++++ Supplied entries

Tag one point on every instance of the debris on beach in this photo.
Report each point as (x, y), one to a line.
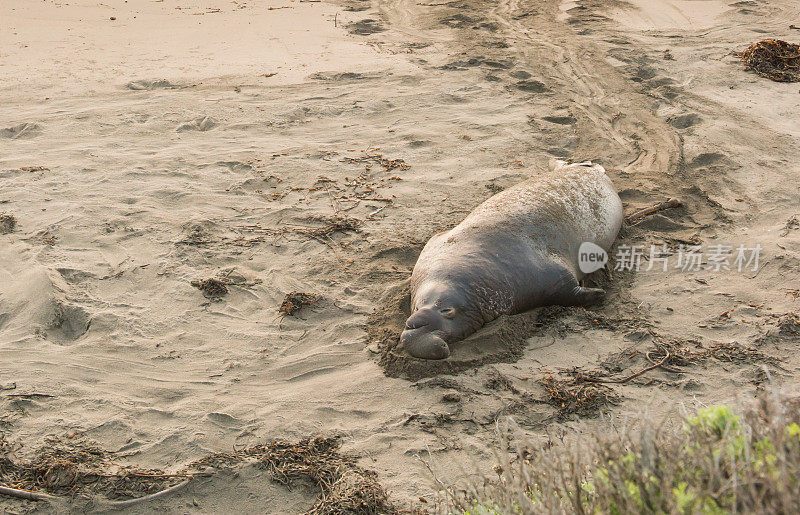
(76, 468)
(212, 288)
(294, 302)
(774, 59)
(573, 395)
(7, 223)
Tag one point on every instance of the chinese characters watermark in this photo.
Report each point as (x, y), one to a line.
(687, 258)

++++++++

* Task objective
Your task is to repeat the data above exactly while excluding the pictures.

* Exercise answer
Tag one point on every instance of the debris on beach in this photo.
Report each point as (x, y), one to a line.
(76, 468)
(212, 288)
(294, 302)
(774, 59)
(573, 395)
(7, 223)
Tag one point on every instance of the chinese characters watermark in this photo.
Report each point as (x, y), one to a line.
(687, 258)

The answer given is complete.